● **STATED PROBLEM**:
Print the following lines word for word, leaving out the pictures.

● **PROVIDED MATERIAL**:
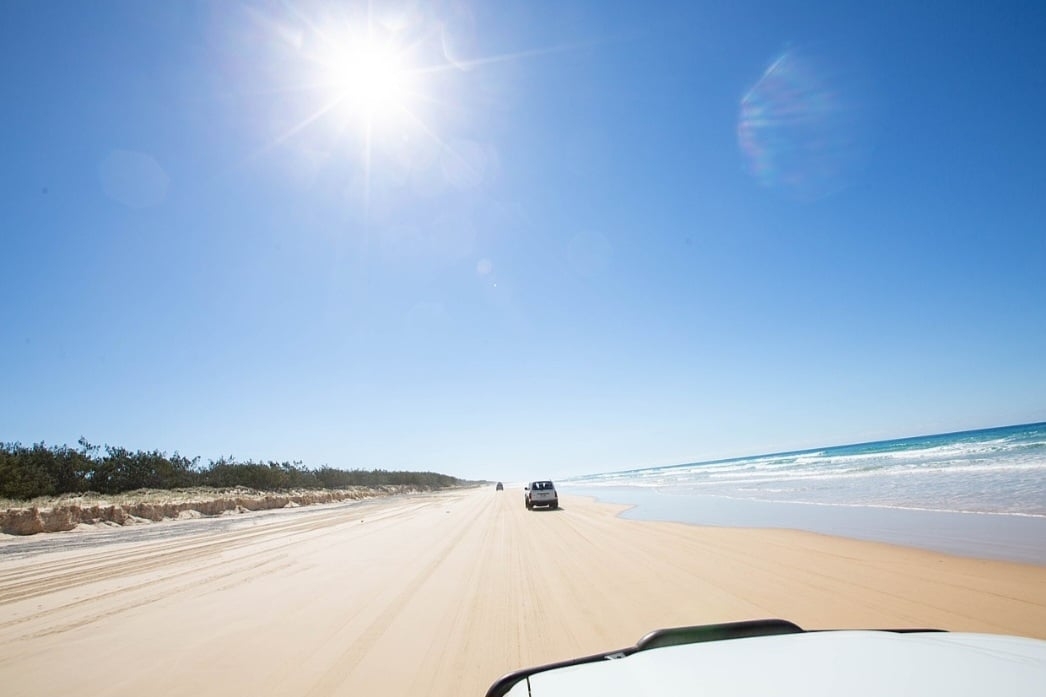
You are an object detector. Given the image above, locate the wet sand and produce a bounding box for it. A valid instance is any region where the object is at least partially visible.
[0,488,1046,697]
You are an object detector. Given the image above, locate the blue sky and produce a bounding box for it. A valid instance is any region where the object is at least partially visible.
[0,0,1046,479]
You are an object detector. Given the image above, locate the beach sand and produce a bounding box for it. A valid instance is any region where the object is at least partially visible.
[0,487,1046,697]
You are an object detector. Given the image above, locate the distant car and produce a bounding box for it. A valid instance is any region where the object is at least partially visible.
[523,479,560,511]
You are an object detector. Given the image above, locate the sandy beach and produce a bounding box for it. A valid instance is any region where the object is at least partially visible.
[0,488,1046,697]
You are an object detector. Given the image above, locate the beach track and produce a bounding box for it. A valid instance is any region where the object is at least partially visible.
[0,487,1046,697]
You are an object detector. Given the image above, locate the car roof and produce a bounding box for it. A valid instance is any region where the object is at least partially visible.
[495,630,1046,697]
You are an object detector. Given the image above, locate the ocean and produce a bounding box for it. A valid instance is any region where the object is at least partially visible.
[560,423,1046,564]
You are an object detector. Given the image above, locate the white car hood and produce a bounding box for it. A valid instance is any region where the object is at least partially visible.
[508,631,1046,697]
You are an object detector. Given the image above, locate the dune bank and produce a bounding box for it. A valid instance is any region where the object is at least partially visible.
[0,485,433,535]
[0,488,1046,697]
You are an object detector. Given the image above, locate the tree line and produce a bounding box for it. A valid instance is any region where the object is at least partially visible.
[0,437,465,499]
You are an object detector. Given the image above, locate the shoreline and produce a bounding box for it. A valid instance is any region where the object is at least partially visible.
[0,487,1046,697]
[562,484,1046,566]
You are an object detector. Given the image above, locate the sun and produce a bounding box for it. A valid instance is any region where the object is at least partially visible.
[326,37,413,120]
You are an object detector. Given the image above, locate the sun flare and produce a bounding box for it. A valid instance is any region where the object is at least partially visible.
[329,39,411,118]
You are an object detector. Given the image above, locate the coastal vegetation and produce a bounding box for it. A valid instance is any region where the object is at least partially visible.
[0,437,467,500]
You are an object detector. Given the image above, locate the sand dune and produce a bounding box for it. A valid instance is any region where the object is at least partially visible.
[0,488,1046,697]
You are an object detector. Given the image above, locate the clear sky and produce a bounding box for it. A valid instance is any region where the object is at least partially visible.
[0,0,1046,480]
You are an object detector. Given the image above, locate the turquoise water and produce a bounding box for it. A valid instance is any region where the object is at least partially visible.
[564,423,1046,517]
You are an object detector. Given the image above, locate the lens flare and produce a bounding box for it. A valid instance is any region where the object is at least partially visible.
[737,49,865,202]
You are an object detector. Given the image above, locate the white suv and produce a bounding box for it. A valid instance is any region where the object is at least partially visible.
[523,480,560,511]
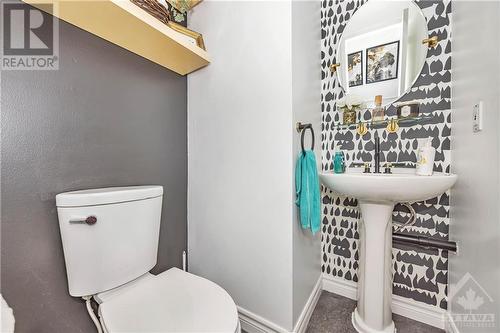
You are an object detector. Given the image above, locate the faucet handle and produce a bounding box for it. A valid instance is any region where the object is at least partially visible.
[363,162,371,173]
[384,162,392,174]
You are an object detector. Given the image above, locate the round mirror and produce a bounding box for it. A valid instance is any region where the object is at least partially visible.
[335,0,428,107]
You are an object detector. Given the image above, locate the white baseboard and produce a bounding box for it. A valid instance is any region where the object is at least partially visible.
[323,275,448,333]
[293,275,323,333]
[238,275,323,333]
[238,306,290,333]
[445,312,460,333]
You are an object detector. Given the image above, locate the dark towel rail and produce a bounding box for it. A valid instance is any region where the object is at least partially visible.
[296,122,314,153]
[392,233,458,253]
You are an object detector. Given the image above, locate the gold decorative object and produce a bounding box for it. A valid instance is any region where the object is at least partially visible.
[168,0,203,13]
[387,119,399,133]
[167,21,206,51]
[330,64,340,73]
[356,123,368,136]
[342,109,356,125]
[422,36,439,47]
[130,0,172,24]
[130,0,206,51]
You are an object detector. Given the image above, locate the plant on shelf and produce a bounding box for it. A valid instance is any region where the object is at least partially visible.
[337,94,365,125]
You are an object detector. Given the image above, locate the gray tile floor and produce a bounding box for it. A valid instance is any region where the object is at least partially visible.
[307,291,444,333]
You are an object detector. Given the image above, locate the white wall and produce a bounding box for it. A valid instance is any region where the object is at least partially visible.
[188,1,321,331]
[292,1,321,325]
[449,1,500,332]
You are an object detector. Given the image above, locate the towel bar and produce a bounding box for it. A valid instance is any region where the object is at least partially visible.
[295,122,314,153]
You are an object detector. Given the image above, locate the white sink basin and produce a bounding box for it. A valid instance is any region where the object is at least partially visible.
[319,168,457,202]
[320,168,457,333]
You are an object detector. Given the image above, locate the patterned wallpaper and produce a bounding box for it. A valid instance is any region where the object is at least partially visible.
[321,0,451,309]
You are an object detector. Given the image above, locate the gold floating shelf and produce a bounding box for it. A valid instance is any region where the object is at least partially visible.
[333,114,435,131]
[23,0,210,75]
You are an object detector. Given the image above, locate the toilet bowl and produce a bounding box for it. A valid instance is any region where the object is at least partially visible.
[95,268,240,333]
[56,186,240,333]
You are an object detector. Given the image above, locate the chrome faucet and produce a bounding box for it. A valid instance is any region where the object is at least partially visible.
[373,136,380,173]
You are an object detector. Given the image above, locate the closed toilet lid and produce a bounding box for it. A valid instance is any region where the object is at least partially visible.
[97,268,239,333]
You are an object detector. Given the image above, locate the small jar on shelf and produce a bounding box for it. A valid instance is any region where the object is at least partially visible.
[337,94,365,125]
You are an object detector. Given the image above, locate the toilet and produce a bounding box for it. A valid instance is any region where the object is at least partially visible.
[56,186,240,333]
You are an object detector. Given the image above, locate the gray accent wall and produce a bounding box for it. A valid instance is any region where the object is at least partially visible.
[448,1,500,333]
[1,18,187,333]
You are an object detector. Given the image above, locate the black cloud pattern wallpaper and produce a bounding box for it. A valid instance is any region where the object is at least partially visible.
[321,0,451,309]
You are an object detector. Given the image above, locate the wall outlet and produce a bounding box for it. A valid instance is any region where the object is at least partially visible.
[472,101,483,133]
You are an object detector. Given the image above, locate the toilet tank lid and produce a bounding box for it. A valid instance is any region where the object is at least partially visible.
[56,185,163,207]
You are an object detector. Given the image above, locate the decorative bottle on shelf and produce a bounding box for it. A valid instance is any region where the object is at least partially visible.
[372,95,385,121]
[333,147,345,173]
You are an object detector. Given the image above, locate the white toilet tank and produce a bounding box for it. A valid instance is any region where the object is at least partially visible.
[56,186,163,296]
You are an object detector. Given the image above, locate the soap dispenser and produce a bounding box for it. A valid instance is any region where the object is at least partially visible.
[416,138,436,176]
[333,147,345,173]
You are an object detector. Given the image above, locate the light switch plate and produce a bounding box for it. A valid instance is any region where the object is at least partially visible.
[472,101,483,133]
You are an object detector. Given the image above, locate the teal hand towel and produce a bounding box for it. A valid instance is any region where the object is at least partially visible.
[295,150,321,235]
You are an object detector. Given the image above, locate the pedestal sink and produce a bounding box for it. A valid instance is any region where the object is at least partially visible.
[320,168,457,333]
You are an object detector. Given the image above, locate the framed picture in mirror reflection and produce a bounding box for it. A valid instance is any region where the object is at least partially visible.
[366,40,399,84]
[347,51,363,87]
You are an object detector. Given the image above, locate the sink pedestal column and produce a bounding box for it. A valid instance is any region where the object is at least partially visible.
[352,200,396,333]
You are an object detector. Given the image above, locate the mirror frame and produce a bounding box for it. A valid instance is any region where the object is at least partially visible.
[330,0,428,108]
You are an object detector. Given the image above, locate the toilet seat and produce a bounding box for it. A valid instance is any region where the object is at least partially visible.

● **CORRECT RESULT**:
You are an object detector. Given the image above, locate the wet sand and produce a bounding box for it. A valid instance is any region where the object is at least partially visible.
[0,488,1046,697]
You are an object detector. Given the image above, locate the blue sky and produce a bounding box for it. A valid instance is any region where the object is at least partially visible.
[0,0,1046,479]
You are an object detector. Given the image above, locate the beach sand and produce a bounding box for it. A valid instance is any region where the object is at least partially visible.
[0,487,1046,697]
You are an object detector. Given the image above, locate the distant car and produce a bounding box for it. A valid instance is any region where the object is at least partially visible.
[523,479,560,511]
You are an object detector. Given the image above, locate the sandy beach and produce a bounding box for it. A valid instance is any region where the object is at least partially visible.
[0,488,1046,697]
You are an object detector. Given the image above, locate the beach track and produce a bounding box for it. A valid instance is any region where the object is at least partially visible.
[0,487,1046,697]
You are an object detector. Given the image above, locate the car roof and produce a bounding box for it. A valid instance is any region where the object is at least partially visible.
[495,630,1046,697]
You are an object detector. Given the image above, locate the ocean and produce a bounding box for it. A valid instance is any region where the object is at least partially visible.
[560,423,1046,564]
You are an object detector. Given the image above, locate the white car hood and produce a bounding box for it. A valid instance is any region where the object is at least partially visible.
[508,631,1046,697]
You are an object detector. Given the image above, locate the dune bank and produce a bounding box for it. A valid instance is any region where the object is at least partially visible.
[0,485,433,535]
[0,488,1046,697]
You are an object detector. Given the image above, locate the tree line and produce a bounding box for it. A valid instance is any region where the object is at least partially visible.
[0,437,465,499]
You are an object detector. Given the image above, locate the shoreline and produce a bounding box for it. A valid instance is any region where the object is at least partially visible.
[0,487,1046,697]
[562,484,1046,566]
You are an object detector. Given the image above, locate the sun and produce a bounding box for it. A valid instance is any region where the object is at least partially visible.
[326,37,413,120]
You are an object detector. Given the image above, locate the sun flare and produce a bounding box for it. A valid instance is any region where the object is at least partially visible.
[329,39,411,118]
You are an object detector. Given the image above, locate the coastal vegetation and produce a bounding box for it. A valid instance is any region where the object is at least partially visible.
[0,437,467,500]
You are an object detector. Given the image above, locate the sand dune and produce a bounding box for it. A valid instance is any region where the object is at least partially visible.
[0,488,1046,697]
You are an object detector. Given the image above, locate the clear sky and produce a bounding box for it. A valid instance is any region where the object is at least partially visible.
[0,0,1046,480]
You are an object detector. Given the image above, locate the turquoise water and produce a bounding box for it. A valid instance is any region where the object is at least partially visible.
[564,423,1046,517]
You are an object detector. Given the image above, locate the lens flare and produce a bounding box for it. A valid instance is any region where the object is at least partially visible.
[737,49,865,202]
You are an object detector. Given the image above, locate the white suv and produce a bounding box for it. A valid instance is any region where the object is at least partially visible.
[523,480,560,511]
You are an object detector. Given the image above, locate the faucet handle and produce a bounding box for it. A valid instance is any region where the object is at least partially visible.
[363,162,371,173]
[384,162,392,174]
You are an object detector. Given the image above, locate the round mirror and produce a bounding box for it. A valid instance is any region where the object is at least partially visible.
[335,0,428,107]
You are an object detector. Given the image above, locate the white baseboard and produce a bounding box for it. A valid instance is any region where the object is at least partially visible.
[323,275,448,333]
[293,275,323,333]
[238,275,323,333]
[238,306,290,333]
[445,312,460,333]
You are an object detector. Given the image above, locate the dark towel rail and produce a bounding box for it. A valid instance is any region where the object is at least partially visible.
[296,122,314,153]
[392,233,458,253]
You are an object detector. Given the image above, locate the gold decorative object and produce a bounding box for it. A valid instance is any region where the object is at least partially visible.
[168,0,203,13]
[387,119,399,133]
[167,21,206,51]
[330,64,340,73]
[356,123,368,136]
[342,109,356,125]
[422,36,439,47]
[130,0,172,24]
[130,0,206,51]
You are an object detector. Given the image above, locate the plant on shelf and produce a bounding box for it. A valid instance is any region where the object is at least partially visible.
[337,94,365,125]
You are an object detector. Given the image above, locate the gray tile floor and produce a bounding box for it. A valid instance is any region where the object is at least partially visible.
[307,291,444,333]
You are an object detector. Given the image above, locate the white wall and produce a bounding box for it. A valid instance is any region where the object is at least partially visible.
[188,1,321,331]
[292,1,321,325]
[449,1,500,332]
You are an object detector. Given the image above, locate the towel bar and produce a bounding box for it. A valid instance is any region where the object is at least partially visible.
[295,122,314,153]
You are an object detector. Given the image above, locate the white sink basin and produce a bounding box for it. A valid instance is any region where the object is at least partially visible.
[319,168,457,202]
[320,168,457,333]
You are an object detector. Given the image above, locate the patterned wallpaper and produce a bounding box for it. A valid instance is any region where the object is at least partially visible.
[321,0,451,309]
You are an object detector. Given the image above, locate the gold floating shelf and produce a bounding box for it. A valid instance is any region where the object is at least partially visible.
[333,114,435,131]
[23,0,210,75]
You are an object detector. Given the image above, locate the toilet bowl and produce a bounding box for it. A valid instance is any region where the object is at least partially visible.
[95,268,240,333]
[56,186,240,333]
You are an object detector. Given the image above, locate the chrome faucet and produce a bounding box for it. A valid instance is any region where the object is at least partially visible.
[373,136,380,173]
You are an object detector. Given the image above, locate the closed toilet lid and produce a bounding box for it. A valid instance is any region where the object is at least partially visible.
[97,268,239,333]
You are an object detector. Given the image above, locate the small jar on shelf and produce a bounding box for it. A valid instance is any region where the object is at least partially visible.
[337,94,365,125]
You are an object detector. Given the image above, locate the toilet and produce a bounding box for it. A valid instance is any region where the object is at least partially visible.
[56,186,240,333]
You are an object detector. Given the image above, locate the gray accent wall and produce a bounding box for it. A valid instance is any region where the object is at least partially visible.
[448,1,500,333]
[1,18,187,333]
You are an object detector. Given the image above, locate the black cloud pattern wallpaper and produce a bounding box for it. A valid instance is any region where the object is at least partially visible.
[321,0,451,309]
You are an object detector. Given the image above, locate the wall outlet and produce a bounding box for it. A valid instance is any region where the object is at least partially visible.
[472,101,483,133]
You are an object detector. Given the image above, locate the toilet tank lid and produce a bounding box for it. A valid instance is any region where the object is at least partially visible.
[56,185,163,207]
You are an object detector. Given the image above, locate the decorative bottle on shelf and produce a bounding box for it. A valid instance is any region where the object is at least partially visible.
[372,95,385,121]
[333,147,345,173]
You are an object detector. Given the image above, locate the white toilet tank and produce a bounding box for it. A valid instance is any region where the object is at least partially visible.
[56,186,163,296]
You are an object detector. Given the image above, locate the soap dispenser and produce a bounding box for it. A valid instance is any region where the object is at least partially visible.
[416,138,436,176]
[333,147,345,173]
You are an object detector. Given the image above, locate the light switch plate and produce a bounding box for it. A valid instance is any region where the object is at least partially visible.
[472,101,483,133]
You are an object detector. Given the image above, locate the teal hand towel and produce a bounding box for it. A valid instance is any region where the object is at least partially visible.
[295,150,321,235]
You are an object detector. Given the image above, locate the pedestal sink and produce a bounding box for it. A valid instance is any region where the object is at least partially visible.
[320,168,457,333]
You are an object detector. Given the image above, locate the framed picture in mirror reflection and produce a bounding box for it. A valid instance is any region where the object is at least partially visible.
[366,40,399,84]
[347,51,363,87]
You are an object detector. Given the image above, locate the sink pedestal column and produce a bounding box for it. A valid instance is any region where the object is at least partially visible.
[352,200,396,333]
You are an object detector. Given the image above, locate the mirror frame and produce a bounding box for it. A valid instance is any region where the object is at least partially visible.
[330,0,428,108]
You are an object detector. Given the image above, locate the toilet seat and produce a bounding box for it. A valid instance is any region where the object is at least partially visible.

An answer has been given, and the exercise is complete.